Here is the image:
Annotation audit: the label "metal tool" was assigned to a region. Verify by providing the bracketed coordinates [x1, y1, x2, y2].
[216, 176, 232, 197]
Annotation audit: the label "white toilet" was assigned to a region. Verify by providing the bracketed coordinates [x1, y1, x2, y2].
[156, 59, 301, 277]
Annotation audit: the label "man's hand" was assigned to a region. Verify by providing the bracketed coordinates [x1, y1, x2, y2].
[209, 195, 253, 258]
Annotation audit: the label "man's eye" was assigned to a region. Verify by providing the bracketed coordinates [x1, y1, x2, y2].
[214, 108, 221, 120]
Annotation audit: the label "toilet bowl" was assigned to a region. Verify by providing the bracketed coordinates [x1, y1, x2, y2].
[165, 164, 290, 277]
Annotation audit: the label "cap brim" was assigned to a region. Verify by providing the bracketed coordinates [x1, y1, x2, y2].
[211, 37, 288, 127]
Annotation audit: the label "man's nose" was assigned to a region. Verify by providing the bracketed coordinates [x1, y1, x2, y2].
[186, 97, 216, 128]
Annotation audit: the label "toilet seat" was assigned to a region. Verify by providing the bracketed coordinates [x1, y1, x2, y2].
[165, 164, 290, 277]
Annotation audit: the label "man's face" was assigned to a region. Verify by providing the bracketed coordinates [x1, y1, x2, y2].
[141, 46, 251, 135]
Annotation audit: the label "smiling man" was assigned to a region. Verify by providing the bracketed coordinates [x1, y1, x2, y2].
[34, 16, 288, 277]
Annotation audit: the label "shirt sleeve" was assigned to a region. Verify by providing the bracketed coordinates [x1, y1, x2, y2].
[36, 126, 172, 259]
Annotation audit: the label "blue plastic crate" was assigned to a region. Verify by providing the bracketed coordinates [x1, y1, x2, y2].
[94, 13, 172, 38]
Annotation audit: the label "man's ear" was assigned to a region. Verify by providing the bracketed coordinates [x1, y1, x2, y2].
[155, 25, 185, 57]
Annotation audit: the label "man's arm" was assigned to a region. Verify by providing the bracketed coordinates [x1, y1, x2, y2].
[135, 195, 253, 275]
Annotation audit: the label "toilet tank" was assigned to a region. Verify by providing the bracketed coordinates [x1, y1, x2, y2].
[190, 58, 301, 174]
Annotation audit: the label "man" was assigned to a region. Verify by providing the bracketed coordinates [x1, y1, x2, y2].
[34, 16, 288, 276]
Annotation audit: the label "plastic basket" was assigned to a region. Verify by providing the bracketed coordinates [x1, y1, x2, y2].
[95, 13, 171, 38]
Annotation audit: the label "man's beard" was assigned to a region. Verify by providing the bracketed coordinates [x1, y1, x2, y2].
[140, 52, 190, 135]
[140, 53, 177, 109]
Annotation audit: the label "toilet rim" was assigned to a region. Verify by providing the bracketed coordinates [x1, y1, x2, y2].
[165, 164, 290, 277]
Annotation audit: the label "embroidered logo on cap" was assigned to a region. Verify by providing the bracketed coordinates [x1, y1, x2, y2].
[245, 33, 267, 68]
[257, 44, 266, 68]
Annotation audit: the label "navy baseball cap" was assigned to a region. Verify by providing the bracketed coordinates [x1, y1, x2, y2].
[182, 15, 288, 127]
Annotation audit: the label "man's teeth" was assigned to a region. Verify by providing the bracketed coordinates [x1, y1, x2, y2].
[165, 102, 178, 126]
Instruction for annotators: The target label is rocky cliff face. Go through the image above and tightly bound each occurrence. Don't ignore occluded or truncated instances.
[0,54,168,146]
════
| The request |
Reproduce the entries from their first line through the line containing "[141, 46, 251, 135]", both included, with the requests kept as they are. Scale every bounding-box coordinate in the answers by 0.65 and round each to a whole number, with halves rounded up; give nothing beyond those lines.

| Solved exercise |
Here is the image:
Annotation audit: the label "metal tool" was assigned to a region. Verify by providing the bracketed coordinates [x1, y1, x2, y2].
[140, 114, 151, 128]
Annotation audit: the label "white toilet" was assigned to a region. Verify by providing the bracketed coordinates [x1, y1, x2, y2].
[101, 38, 196, 180]
Annotation audit: the label "man's hand" was assigned to a region. Verify by providing the bracketed coordinates [x1, y1, x2, y2].
[136, 127, 164, 168]
Annotation audit: the label "man's eye" was assigned to a region. Verify by providing the bracketed coordinates [x1, y1, x2, y2].
[139, 70, 144, 78]
Annotation audit: the label "toilet bowl" was assigned to a region. Verify by providing the bracketed coordinates [x1, y1, x2, y2].
[107, 107, 189, 180]
Annotation audit: the label "cap brim" was assigned to a region. Verify by providing the bracketed coordinates [x1, y1, x2, y2].
[137, 24, 187, 83]
Annotation audit: the label "man's nose" was assigned to a region. Verify by providing the bracketed coordinates [x1, y1, x2, y2].
[121, 63, 140, 83]
Annotation audit: the label "toilet seat" was assigned to a region. Verify by providing the bracketed coordinates [x1, y1, x2, y2].
[107, 107, 189, 180]
Annotation audit: the label "man's face" was assigned to a region. Verify by providing the bracketed coordinates [x1, y1, x2, y2].
[92, 30, 163, 88]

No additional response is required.